* _DOCUMENT PASSAGE_
The Committee may from time to time confer authority and responsibility on one
or more of its own members and/or one or more officers of the Company to execute
and deliver such instruments. The proper officers of the Company are authorized
and directed to take any and all action necessary or advisable from time to time
to carry out the terms of such instruments.

     14.   Adjustments. Upon the occurrence of any of the following events, an
           -----------
optionee's rights with respect to Options granted to him hereunder shall be
adjusted as hereinafter provided unless otherwise specifically provided in the
written agreement between the optionee and the Company relating to such Options:

           (a)   If the shares of Common Stock shall be subdivided or combined
into a greater or smaller number of shares or if the Company shall issue any
shares of its Common Stock as a stock dividend on its outstanding Common Stock,
the number of shares of Common Stock deliverable upon the exercise of Options
shall be appropriately increased or decreased proportionately, and appropriate
adjustments shall be made in the purchase price per share to reflect such
subdivision, combination or stock dividend.

* _PROVIDED MATERIAL_
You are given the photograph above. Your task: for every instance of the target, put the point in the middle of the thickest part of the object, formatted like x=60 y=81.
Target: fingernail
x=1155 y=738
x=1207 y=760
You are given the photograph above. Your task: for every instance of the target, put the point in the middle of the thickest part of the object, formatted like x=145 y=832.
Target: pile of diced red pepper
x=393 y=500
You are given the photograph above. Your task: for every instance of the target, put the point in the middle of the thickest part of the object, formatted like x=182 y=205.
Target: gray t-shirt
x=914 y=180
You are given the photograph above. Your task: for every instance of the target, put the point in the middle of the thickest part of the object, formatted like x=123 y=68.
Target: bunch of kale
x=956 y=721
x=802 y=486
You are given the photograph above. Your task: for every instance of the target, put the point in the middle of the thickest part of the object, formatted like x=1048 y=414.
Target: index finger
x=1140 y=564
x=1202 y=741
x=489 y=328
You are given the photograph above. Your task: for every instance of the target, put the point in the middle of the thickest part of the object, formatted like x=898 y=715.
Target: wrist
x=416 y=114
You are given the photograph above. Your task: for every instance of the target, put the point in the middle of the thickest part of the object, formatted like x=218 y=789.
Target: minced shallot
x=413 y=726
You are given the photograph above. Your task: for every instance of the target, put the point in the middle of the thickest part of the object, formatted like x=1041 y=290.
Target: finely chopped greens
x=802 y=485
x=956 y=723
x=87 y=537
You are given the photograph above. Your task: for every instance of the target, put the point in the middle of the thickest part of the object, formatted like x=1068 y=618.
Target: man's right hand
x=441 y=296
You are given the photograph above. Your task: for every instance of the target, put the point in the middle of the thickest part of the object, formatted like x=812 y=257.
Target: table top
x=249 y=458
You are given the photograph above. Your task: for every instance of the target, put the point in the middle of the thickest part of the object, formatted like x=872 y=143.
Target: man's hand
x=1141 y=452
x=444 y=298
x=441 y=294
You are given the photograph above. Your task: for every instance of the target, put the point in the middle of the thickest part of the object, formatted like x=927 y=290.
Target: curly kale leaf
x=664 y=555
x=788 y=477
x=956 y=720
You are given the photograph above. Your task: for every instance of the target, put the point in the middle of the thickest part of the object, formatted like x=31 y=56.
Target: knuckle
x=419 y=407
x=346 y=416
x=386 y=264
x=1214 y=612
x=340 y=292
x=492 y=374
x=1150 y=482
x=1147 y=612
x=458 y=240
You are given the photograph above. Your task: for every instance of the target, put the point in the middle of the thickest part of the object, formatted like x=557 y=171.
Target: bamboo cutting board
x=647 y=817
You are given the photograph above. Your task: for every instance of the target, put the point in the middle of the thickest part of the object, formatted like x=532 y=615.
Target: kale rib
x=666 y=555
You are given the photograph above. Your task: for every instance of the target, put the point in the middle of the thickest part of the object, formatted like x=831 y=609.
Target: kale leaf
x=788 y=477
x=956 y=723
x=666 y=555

* _WHAT IS REQUIRED_
Summarize the document passage above in two sentences.

* _FULL OUTPUT_
The Committee may give one or more of its members or Company officers authority to execute and deliver instruments, and the Company's proper officers are authorized and directed to take any action necessary or advisable to carry out those instruments' terms. Unless the optionee's written agreement with the Company specifically provides otherwise, if Common Stock is subdivided, combined, or issued as a stock dividend, the number of shares deliverable on exercise of Options is proportionately increased or decreased, and the purchase price per share is adjusted to reflect the change.